Texto proporcionado ▸
________

Francisco: el futbolista que soñaba con ayudar a los pobres. Por Caleb Ordoñez Talavera

En un mundo donde los líderes suelen subir al poder sobre pedestales dorados, Jorge Mario Bergoglio eligió las sandalias del pescador. Aquel argentino que un día fue arquero de fútbol, amante del tango y de los libros de Dostoyevski, se convirtió en Papa y jamás olvidó de dónde venía. Francisco no fue un pontífice cualquiera; fue un Papa de carne y hueso. De esos que uno siente que podría toparse en la fila de las tortillas, con una sonrisa serena y una mirada que, sin mucho ruido, te abraza el alma.

Francisco ha sido, sin lugar a dudas, el Papa más disruptivo en siglos. No porque haya roto dogmas —la estructura doctrinal sigue firme—, sino porque le dio un rostro distinto a la Iglesia Católica. Dejó de lado la solemnidad acartonada y abrazó la humildad. Cambió el papamóvil blindado por un Fiat, rechazó vivir en los lujosos aposentos vaticanos y optó por una residencia sencilla. El “Vicario de Cristo” en la tierra eligió la austeridad, no por estrategia, sino por convicción.

________

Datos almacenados

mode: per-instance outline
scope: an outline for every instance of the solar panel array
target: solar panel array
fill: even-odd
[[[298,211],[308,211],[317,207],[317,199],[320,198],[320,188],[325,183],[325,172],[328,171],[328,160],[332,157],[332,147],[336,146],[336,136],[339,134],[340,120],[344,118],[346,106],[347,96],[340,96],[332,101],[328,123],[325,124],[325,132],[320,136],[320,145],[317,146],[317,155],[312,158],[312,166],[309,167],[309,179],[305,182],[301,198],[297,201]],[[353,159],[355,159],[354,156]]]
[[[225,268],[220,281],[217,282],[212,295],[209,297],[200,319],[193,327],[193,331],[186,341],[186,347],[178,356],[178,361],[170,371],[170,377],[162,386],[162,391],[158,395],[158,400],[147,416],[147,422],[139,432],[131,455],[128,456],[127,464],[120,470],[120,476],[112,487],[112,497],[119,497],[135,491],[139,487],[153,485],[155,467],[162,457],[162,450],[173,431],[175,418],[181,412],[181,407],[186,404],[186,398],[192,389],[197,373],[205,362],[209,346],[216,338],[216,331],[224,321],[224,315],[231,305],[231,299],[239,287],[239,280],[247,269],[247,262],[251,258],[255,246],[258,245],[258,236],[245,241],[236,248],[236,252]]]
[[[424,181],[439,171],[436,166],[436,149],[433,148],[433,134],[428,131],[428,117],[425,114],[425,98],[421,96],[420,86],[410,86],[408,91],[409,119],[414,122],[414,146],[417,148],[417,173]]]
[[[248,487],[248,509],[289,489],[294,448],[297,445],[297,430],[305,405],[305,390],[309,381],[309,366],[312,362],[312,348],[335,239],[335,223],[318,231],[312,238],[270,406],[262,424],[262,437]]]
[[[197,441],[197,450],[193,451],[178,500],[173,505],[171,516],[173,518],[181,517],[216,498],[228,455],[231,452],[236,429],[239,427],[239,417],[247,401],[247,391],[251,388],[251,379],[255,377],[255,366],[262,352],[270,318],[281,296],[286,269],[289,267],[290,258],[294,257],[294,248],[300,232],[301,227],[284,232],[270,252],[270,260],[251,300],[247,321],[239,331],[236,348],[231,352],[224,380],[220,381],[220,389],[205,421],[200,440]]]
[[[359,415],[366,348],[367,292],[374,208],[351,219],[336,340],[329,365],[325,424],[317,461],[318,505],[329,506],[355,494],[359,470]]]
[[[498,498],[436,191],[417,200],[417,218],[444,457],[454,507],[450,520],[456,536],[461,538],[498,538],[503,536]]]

________

Tarea 1 ▸
Según el texto sobre el papa Francisco, ¿en qué posición jugó al fútbol Bergoglio?
Tarea 2 ▸
Enumera, por favor, las tres acciones de Francisco que recoge la oración del texto sobre el papa Francisco que empieza «Cambió el papamóvil blindado».
Tarea 3 ▸
Traduce al inglés esta oración del texto sobre el papa Francisco: «Francisco no fue un pontífice cualquiera; fue un Papa de carne y hueso.»
Los ítems no tienen ningún papel aquí.

Resultado 1 ▸
Fue arquero.

Resultado 2 ▸
- Cambió el papamóvil blindado por un Fiat.
- Rechazó vivir en los lujosos aposentos vaticanos.
- Optó por una residencia sencilla.

Resultado 3 ▸
Francis was no ordinary pontiff; he was a flesh-and-blood Pope.